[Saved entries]
<<<<

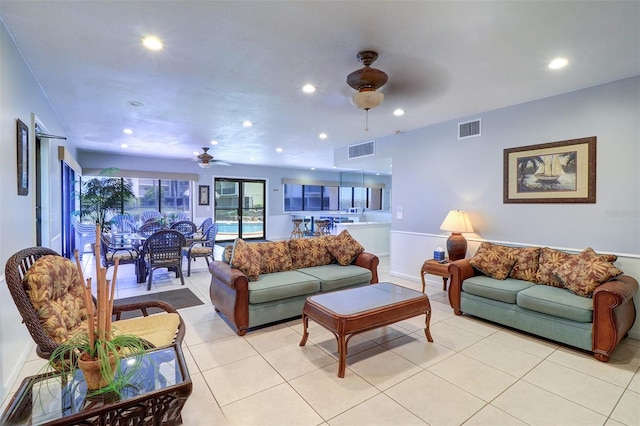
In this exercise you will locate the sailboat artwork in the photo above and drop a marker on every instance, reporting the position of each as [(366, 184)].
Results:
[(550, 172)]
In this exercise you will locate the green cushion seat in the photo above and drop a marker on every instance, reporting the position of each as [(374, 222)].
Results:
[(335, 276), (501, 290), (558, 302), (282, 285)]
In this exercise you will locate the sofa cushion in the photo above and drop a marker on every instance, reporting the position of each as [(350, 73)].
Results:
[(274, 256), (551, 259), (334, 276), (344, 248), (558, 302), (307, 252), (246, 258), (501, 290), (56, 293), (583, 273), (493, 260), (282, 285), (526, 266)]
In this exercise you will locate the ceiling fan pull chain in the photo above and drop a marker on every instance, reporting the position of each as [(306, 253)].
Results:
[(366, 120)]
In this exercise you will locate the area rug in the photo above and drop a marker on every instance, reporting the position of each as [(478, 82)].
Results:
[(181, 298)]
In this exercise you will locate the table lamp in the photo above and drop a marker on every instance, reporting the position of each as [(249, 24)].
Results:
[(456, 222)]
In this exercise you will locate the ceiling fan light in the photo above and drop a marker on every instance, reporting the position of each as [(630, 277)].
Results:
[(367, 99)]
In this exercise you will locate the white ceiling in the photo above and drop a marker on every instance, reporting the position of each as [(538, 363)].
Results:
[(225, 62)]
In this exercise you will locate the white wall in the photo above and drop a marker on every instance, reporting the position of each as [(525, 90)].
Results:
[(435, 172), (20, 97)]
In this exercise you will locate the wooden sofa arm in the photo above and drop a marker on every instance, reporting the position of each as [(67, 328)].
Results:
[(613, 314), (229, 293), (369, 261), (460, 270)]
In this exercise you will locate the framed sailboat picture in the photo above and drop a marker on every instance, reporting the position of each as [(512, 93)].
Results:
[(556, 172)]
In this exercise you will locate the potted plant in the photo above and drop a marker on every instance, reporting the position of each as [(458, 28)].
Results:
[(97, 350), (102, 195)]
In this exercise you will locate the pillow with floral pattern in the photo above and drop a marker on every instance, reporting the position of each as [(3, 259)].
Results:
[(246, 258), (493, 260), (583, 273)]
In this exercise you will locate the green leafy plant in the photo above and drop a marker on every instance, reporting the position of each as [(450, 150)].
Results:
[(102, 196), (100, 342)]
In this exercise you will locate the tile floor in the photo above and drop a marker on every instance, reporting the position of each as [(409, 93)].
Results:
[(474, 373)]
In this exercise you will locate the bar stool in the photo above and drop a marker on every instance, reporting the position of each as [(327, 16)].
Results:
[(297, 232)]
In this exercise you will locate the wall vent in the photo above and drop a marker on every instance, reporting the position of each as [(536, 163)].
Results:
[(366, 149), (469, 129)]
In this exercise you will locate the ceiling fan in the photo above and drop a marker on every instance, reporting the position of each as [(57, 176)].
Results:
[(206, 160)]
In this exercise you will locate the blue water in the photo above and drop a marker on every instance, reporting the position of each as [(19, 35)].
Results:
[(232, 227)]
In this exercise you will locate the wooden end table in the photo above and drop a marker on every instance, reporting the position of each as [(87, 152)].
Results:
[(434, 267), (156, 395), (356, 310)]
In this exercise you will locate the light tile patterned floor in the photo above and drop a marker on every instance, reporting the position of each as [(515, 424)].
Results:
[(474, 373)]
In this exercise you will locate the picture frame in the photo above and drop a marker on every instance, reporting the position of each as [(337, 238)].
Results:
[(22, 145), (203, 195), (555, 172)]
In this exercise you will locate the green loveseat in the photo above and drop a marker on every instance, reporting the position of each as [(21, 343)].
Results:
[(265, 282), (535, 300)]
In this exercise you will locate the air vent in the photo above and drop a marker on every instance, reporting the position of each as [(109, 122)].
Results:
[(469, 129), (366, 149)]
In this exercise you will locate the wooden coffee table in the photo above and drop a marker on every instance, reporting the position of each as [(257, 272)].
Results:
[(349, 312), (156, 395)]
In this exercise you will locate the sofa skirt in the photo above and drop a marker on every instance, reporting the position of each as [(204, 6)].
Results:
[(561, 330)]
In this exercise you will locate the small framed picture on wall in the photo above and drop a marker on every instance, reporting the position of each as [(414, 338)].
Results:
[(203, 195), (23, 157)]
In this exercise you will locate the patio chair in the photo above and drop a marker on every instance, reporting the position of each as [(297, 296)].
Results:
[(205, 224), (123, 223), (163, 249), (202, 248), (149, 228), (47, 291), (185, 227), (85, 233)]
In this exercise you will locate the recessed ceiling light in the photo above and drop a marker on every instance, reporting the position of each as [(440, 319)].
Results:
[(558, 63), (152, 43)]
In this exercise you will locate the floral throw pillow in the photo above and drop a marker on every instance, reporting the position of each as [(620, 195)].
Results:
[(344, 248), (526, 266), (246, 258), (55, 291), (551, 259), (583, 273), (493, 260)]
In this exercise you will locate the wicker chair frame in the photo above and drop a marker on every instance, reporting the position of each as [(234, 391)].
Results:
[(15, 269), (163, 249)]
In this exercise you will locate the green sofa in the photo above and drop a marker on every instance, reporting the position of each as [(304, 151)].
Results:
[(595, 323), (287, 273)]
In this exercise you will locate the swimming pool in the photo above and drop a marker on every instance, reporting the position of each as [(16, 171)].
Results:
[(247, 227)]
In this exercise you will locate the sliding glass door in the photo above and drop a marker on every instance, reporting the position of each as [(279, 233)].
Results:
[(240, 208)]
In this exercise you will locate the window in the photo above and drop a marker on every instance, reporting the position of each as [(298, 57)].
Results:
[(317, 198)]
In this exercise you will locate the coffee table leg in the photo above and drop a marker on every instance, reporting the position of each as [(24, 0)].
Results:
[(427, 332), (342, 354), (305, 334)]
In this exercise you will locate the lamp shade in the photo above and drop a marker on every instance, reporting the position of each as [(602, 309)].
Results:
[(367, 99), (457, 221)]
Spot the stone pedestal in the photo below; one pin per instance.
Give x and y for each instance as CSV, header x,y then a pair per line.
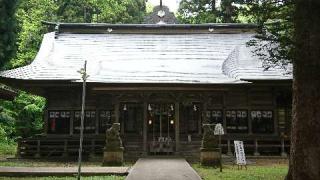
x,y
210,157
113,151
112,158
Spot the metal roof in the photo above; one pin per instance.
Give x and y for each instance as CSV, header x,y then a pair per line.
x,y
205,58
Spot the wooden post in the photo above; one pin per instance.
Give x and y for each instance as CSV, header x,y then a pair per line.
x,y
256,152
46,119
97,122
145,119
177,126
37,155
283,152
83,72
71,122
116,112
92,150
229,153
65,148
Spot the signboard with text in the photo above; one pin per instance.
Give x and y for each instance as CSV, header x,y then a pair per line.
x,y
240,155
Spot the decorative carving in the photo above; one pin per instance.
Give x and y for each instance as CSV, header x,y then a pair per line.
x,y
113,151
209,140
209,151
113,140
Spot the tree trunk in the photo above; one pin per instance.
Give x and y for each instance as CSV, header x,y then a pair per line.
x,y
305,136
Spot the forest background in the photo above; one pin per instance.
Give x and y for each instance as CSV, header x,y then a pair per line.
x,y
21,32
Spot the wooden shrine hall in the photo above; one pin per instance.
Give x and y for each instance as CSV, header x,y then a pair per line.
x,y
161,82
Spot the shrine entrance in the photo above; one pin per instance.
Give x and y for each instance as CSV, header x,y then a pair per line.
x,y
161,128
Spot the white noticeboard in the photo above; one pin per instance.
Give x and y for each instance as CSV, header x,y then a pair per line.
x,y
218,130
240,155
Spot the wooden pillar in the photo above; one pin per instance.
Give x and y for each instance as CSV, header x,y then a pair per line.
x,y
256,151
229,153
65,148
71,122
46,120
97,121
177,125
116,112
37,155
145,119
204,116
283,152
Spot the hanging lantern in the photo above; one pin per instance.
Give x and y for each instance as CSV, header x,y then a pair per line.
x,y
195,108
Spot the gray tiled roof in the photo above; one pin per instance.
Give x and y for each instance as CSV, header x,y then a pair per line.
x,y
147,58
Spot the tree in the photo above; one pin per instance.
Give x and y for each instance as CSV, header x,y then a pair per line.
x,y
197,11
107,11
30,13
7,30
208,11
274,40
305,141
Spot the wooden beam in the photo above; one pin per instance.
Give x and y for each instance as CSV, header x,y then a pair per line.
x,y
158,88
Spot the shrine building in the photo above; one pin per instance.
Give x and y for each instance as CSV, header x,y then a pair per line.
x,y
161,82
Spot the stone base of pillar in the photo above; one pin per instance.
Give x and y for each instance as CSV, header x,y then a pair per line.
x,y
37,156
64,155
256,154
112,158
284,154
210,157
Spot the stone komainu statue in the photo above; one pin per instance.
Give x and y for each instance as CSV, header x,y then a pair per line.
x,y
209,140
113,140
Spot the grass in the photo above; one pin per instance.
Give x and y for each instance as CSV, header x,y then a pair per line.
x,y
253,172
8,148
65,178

>>>>

**The task**
All that should appear in the answer is the lines above from the line with "In this exercise you will locate the swimming" through the line with "Spot the decorative", retyped exactly, pictures left out.

**Response**
In this exercise you will locate the swimming pool in the photo above and drop a marker on every instance, reporting the position of each as [(16, 171)].
Results:
[(247, 227)]
In this exercise you will locate the sliding glass door in the photo above and drop a marker on every instance, reporting the position of each as [(279, 233)].
Results:
[(240, 208)]
In this exercise you will locate the window in the photo above and drop a marker on every instance, reporting the position of each as [(298, 57)].
Results:
[(317, 198)]
In this exercise you will locate the coffee table leg in the photo above and drop a marker on every instance, reporting the position of each as [(24, 0)].
Results:
[(427, 332), (342, 354), (305, 334)]
In this exercise you will locate the lamp shade in the photo above and drop a marker on every instance, reporting the position of each as [(602, 309)].
Results:
[(367, 99), (457, 221)]
Spot the stone pedestal in the photo below; one pin per instance.
Give x and y for each instance as CSV, header x,y then a pair per line.
x,y
210,157
113,151
112,158
Spot the metal roof in the photo above; one pin per instance.
Give x and y for each instance as CSV, header x,y then a pair per line.
x,y
205,58
Spot the wooden post in the photo above; one pin per instance.
Give x and y for each instance as CSV, header x,y then a pair per line.
x,y
256,152
46,119
97,122
145,119
177,126
37,155
283,152
83,72
71,122
116,112
92,150
229,153
65,148
Spot the signboard with text in the photo above; one pin per instance.
Give x and y for each instance as CSV, header x,y then a pair per line.
x,y
240,155
Spot the decorative carving in the photo above; one pin per instance.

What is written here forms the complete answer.